— OBJECTIVE —
Convert the rows below into a JSON list of strings, with one string per line and blank lines omitted.

-- START --

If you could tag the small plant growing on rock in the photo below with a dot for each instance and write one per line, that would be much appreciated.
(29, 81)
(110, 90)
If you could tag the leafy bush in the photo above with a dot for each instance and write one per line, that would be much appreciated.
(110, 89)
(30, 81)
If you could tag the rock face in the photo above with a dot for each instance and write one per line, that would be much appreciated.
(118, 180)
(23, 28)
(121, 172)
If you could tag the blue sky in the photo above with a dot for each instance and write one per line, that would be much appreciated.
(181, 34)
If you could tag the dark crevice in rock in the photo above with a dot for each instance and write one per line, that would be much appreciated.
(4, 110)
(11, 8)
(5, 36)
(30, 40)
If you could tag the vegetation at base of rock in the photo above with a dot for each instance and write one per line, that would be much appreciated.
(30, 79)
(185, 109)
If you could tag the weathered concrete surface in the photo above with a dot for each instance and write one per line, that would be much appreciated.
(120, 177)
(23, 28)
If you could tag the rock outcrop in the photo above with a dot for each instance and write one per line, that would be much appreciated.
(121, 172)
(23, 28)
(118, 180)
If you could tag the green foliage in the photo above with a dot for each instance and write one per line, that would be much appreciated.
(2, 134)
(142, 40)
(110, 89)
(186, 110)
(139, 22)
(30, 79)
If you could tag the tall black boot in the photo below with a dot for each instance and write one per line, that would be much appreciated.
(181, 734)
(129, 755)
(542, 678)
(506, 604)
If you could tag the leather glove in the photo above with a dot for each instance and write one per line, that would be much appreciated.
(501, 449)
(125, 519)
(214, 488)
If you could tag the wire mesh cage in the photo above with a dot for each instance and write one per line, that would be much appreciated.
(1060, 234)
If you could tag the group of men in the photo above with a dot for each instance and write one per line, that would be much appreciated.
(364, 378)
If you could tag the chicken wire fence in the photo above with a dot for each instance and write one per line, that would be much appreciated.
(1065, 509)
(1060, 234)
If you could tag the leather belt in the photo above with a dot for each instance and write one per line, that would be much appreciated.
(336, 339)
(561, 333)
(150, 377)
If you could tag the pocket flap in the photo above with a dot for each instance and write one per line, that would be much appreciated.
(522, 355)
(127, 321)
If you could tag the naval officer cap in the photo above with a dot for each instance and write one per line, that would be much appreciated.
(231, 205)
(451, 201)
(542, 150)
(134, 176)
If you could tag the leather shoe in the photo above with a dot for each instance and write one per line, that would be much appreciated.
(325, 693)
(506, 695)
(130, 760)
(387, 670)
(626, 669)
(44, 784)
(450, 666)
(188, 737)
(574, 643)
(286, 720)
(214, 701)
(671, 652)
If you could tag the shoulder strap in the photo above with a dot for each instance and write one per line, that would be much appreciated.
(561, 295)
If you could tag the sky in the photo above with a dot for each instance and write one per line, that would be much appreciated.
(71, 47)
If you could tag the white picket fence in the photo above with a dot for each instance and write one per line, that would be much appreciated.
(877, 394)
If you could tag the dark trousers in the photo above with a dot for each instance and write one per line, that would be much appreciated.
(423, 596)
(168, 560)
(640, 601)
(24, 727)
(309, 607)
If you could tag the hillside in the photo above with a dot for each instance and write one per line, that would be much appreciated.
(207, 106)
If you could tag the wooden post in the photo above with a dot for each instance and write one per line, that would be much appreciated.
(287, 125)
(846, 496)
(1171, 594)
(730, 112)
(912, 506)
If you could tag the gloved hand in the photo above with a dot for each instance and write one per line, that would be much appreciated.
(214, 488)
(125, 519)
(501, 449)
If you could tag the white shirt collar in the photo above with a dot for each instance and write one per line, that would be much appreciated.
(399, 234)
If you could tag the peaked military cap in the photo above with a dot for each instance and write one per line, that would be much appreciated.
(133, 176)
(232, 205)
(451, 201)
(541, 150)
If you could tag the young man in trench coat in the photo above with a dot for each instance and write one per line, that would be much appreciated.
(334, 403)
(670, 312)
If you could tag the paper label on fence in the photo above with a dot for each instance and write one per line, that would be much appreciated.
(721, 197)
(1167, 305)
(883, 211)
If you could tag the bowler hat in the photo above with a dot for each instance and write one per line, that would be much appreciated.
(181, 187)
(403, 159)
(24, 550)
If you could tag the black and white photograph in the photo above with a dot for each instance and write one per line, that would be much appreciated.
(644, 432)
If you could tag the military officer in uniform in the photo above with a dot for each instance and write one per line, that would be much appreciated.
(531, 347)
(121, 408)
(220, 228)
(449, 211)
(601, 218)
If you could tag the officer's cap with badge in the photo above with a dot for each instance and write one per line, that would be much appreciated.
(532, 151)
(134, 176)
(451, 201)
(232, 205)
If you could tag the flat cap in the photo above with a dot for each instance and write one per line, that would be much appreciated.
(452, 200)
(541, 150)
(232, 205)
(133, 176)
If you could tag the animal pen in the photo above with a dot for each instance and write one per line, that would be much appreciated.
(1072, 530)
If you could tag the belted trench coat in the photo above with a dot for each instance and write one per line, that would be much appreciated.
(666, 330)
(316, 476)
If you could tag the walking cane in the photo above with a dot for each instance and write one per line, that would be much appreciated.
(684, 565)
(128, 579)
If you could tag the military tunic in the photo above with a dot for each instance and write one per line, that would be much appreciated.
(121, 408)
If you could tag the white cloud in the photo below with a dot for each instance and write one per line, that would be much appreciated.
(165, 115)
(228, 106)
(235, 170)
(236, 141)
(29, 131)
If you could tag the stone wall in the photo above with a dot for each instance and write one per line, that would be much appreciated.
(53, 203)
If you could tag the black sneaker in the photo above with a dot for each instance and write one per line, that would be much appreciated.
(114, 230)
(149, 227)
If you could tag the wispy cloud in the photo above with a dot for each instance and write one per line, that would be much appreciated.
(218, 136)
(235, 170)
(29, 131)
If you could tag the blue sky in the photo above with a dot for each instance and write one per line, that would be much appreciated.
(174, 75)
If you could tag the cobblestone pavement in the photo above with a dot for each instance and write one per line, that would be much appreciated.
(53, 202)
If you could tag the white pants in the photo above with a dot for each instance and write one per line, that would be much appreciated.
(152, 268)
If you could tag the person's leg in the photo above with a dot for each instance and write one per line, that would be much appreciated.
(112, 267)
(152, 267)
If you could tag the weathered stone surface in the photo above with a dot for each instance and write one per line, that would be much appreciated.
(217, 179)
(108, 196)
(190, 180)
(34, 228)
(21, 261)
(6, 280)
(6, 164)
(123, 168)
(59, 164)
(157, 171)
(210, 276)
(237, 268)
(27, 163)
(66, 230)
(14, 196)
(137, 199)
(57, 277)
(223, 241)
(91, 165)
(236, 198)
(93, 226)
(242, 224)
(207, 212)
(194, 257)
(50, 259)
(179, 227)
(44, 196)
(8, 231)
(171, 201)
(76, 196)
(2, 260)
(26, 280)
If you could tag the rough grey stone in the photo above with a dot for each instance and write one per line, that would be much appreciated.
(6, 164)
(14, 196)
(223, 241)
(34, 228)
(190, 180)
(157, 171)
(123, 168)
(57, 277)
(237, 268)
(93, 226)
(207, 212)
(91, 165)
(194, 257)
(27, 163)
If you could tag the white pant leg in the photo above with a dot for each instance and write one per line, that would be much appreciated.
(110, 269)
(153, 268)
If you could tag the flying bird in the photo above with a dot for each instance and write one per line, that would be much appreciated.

-- END --

— RESPONSE —
[
  "If you could tag the small plant growing on rock in the photo below with a dot for each instance and write one per line, that would be much appreciated.",
  "(29, 81)",
  "(110, 90)",
  "If you could tag the leafy bush in the photo above with a dot for each instance and write one per line, that would be much appreciated.",
  "(110, 89)",
  "(30, 81)",
  "If you could tag the rock face in the photo above with a dot for each instance and write one per line, that would be much appreciated.",
  "(118, 180)",
  "(23, 28)",
  "(121, 172)",
  "If you could tag the blue sky in the photo above with a dot for each instance and write one per line, that would be much appreciated.",
  "(181, 34)",
  "If you could tag the dark crevice in rock in the photo above with a dot for each instance and write one per line, that would be much appreciated.",
  "(4, 110)",
  "(11, 8)",
  "(5, 36)",
  "(30, 40)",
  "If you could tag the vegetation at base of rock in the photo above with a dot for each instance and write one per line, that would be much appreciated.",
  "(30, 79)",
  "(185, 109)",
  "If you could tag the weathered concrete surface in the photo above with a dot for each instance and write one per line, that would be much appreciated.",
  "(120, 177)",
  "(23, 28)",
  "If you could tag the rock outcrop in the photo above with a dot for each instance and write one per line, that would be much appreciated.",
  "(121, 172)",
  "(23, 28)",
  "(118, 180)",
  "If you could tag the green foliage in the photo above with a dot for each instance and write one per line, that would be much appreciated.",
  "(2, 134)",
  "(142, 40)",
  "(110, 89)",
  "(186, 110)",
  "(139, 22)",
  "(30, 79)",
  "If you could tag the tall black boot in the photo below with a dot for each instance and write one per line, that would be much appreciated.",
  "(181, 734)",
  "(129, 755)",
  "(542, 678)",
  "(506, 604)",
  "If you could tag the leather glove in the photo above with a dot for each instance and write one per line, that would be much appreciated.",
  "(501, 449)",
  "(125, 519)",
  "(214, 488)",
  "If you could tag the wire mesh cage in the photo above with a dot for each instance and write one per line, that would be much appreciated.",
  "(1060, 234)",
  "If you could tag the group of men in the photo above with a dot for each instance and write one per line, that would be much appreciated.",
  "(364, 378)",
  "If you could tag the chicken wire fence in the photo above with a dot for each instance and write one per line, that would be much appreciated.",
  "(1065, 509)",
  "(1060, 234)",
  "If you could tag the leather belt in the photo above with a dot for each instance and write one per line, that would be much appreciated.",
  "(336, 339)",
  "(561, 333)",
  "(150, 377)",
  "If you could tag the pocket flap in the photo above with a dot for each instance and write one per line, that would be much appreciated.",
  "(522, 355)",
  "(127, 321)",
  "If you could tag the naval officer cap in the photo above with a dot for each instance and write one per line, that would be much appreciated.",
  "(231, 205)",
  "(451, 201)",
  "(542, 150)",
  "(134, 176)",
  "If you could tag the leather shoe in the photo above with a dot for each instance and write one per line, that would be much appreciated.",
  "(325, 693)",
  "(506, 695)",
  "(130, 760)",
  "(387, 670)",
  "(626, 669)",
  "(44, 784)",
  "(450, 666)",
  "(188, 737)",
  "(574, 643)",
  "(286, 720)",
  "(214, 701)",
  "(671, 652)",
  "If you could tag the shoulder strap in the photo above with a dot for each instance and write one per line, that would be much appreciated.",
  "(561, 295)",
  "If you could tag the sky in the photo above with a dot for each instance and write one per line, that would be much appreciated.",
  "(71, 47)",
  "If you could tag the white picket fence in the photo above with a dot for each instance and write one per line, that would be much appreciated.",
  "(877, 394)",
  "If you could tag the dark trousers in the photo above with a dot for each instance and write one per line, that would be much appreciated.",
  "(423, 596)",
  "(168, 560)",
  "(640, 601)",
  "(24, 727)",
  "(309, 607)",
  "If you could tag the hillside in the photo above with a dot for each instance and write one per line, that would be much appreciated.",
  "(207, 106)",
  "If you could tag the wooden post in the photo above with a dot for each instance and write one per line, that would be much appreciated.",
  "(287, 125)",
  "(846, 496)",
  "(1171, 594)",
  "(730, 112)",
  "(912, 506)",
  "If you could tag the gloved hand in the photo above with a dot for each instance and write one per line, that would be much appreciated.",
  "(214, 488)",
  "(125, 519)",
  "(501, 449)",
  "If you could tag the white shirt collar in the photo above with a dot for each instance and write one per line, that would be much appreciated.",
  "(399, 234)",
  "If you could tag the peaked military cap in the photo above with a dot for each instance and write one per line, that would be much appreciated.",
  "(133, 176)",
  "(232, 205)",
  "(451, 201)",
  "(541, 150)",
  "If you could tag the young man in trench coat in the photo above with a dot for each instance and write one per line, that would be much appreciated.",
  "(334, 403)",
  "(670, 312)",
  "If you could tag the paper label on fence in the photo above with a dot for each instance and write one per line, that would be much appreciated.",
  "(721, 197)",
  "(1167, 305)",
  "(883, 211)",
  "If you could tag the bowler hat in the photo above with a dot for each instance and write one per line, that would be much appreciated.",
  "(181, 187)",
  "(403, 159)",
  "(24, 550)",
  "If you could tag the black and white photograph in the photo above with a dot for each instance and write one per line, that would be much appreciated.",
  "(644, 432)",
  "If you could tag the military officer in uniform in the photo above with a dot for each instance and write one per line, that would be much appreciated.",
  "(531, 347)",
  "(121, 408)",
  "(220, 228)",
  "(449, 211)",
  "(601, 218)",
  "If you could tag the officer's cap with badge in the photo above with a dot for each instance and write one per line, that would be much appreciated.",
  "(532, 151)",
  "(134, 176)",
  "(451, 201)",
  "(232, 205)",
  "If you could tag the flat cap in the photo above with a dot for each instance and write one per line, that would be much appreciated.",
  "(452, 200)",
  "(541, 150)",
  "(232, 205)",
  "(133, 176)",
  "If you could tag the animal pen in the photo above with a dot for each instance and write one per line, that would be much appreciated.",
  "(1072, 530)",
  "If you could tag the belted trench coat in the photo above with a dot for each instance and write one per line, that would be much appreciated.",
  "(666, 330)",
  "(316, 476)",
  "If you could tag the walking cane in the photo above with a dot for each instance and write one per line, that would be much appreciated.",
  "(684, 565)",
  "(128, 579)",
  "If you could tag the military tunic in the photo above with a dot for each instance and write one per line, that would be much appreciated.",
  "(121, 408)",
  "If you could tag the white cloud in the photo below with a dot for each instance and write one per line, that would be much appreciated.",
  "(165, 115)",
  "(228, 106)",
  "(235, 170)",
  "(236, 141)",
  "(29, 131)",
  "If you could tag the stone wall in the photo above with a dot for each instance and write one per line, that would be much appreciated.",
  "(53, 203)",
  "If you could tag the black sneaker in the photo above with a dot for each instance and write one per line, that would be much appreciated.",
  "(114, 230)",
  "(149, 227)",
  "If you could tag the wispy cloud in the photo above with a dot for each instance and write one per line, that would be much appreciated.",
  "(218, 136)",
  "(235, 170)",
  "(29, 131)",
  "If you could tag the blue sky in the photo above with a dot for each instance and write one per line, that would be much appreciated.",
  "(174, 75)",
  "If you could tag the cobblestone pavement in the photo above with a dot for each instance and write one per line, that would be much appreciated.",
  "(53, 202)",
  "If you could tag the white pants in the photo above with a dot for each instance and write one per line, that would be much appreciated.",
  "(152, 268)",
  "If you could tag the person's leg in the photo above with a dot for each instance and write one per line, that would be much appreciated.",
  "(112, 267)",
  "(152, 267)",
  "If you could tag the weathered stone surface in the photo above with a dot for each instance and write one per line, that would be much appreciated.",
  "(217, 179)",
  "(108, 196)",
  "(190, 180)",
  "(34, 228)",
  "(21, 261)",
  "(6, 280)",
  "(6, 164)",
  "(123, 168)",
  "(59, 164)",
  "(157, 171)",
  "(210, 276)",
  "(237, 268)",
  "(27, 163)",
  "(66, 230)",
  "(14, 196)",
  "(137, 199)",
  "(57, 277)",
  "(223, 241)",
  "(91, 165)",
  "(236, 198)",
  "(93, 226)",
  "(242, 224)",
  "(207, 212)",
  "(194, 257)",
  "(50, 259)",
  "(179, 227)",
  "(44, 196)",
  "(8, 231)",
  "(171, 201)",
  "(76, 196)",
  "(2, 260)",
  "(26, 280)",
  "If you could tag the rough grey stone in the photo above with a dot for each instance and write one per line, that would be much appreciated.",
  "(6, 164)",
  "(14, 196)",
  "(223, 241)",
  "(34, 228)",
  "(190, 180)",
  "(157, 171)",
  "(123, 168)",
  "(57, 277)",
  "(237, 268)",
  "(93, 226)",
  "(207, 212)",
  "(91, 165)",
  "(194, 257)",
  "(27, 163)",
  "If you could tag the white pant leg in the photo above with a dot for each instance and write one per line, that would be much appreciated.",
  "(110, 269)",
  "(153, 268)",
  "If you could tag the flying bird in the photo above with a dot for each instance and write one per line, that would be much appreciated."
]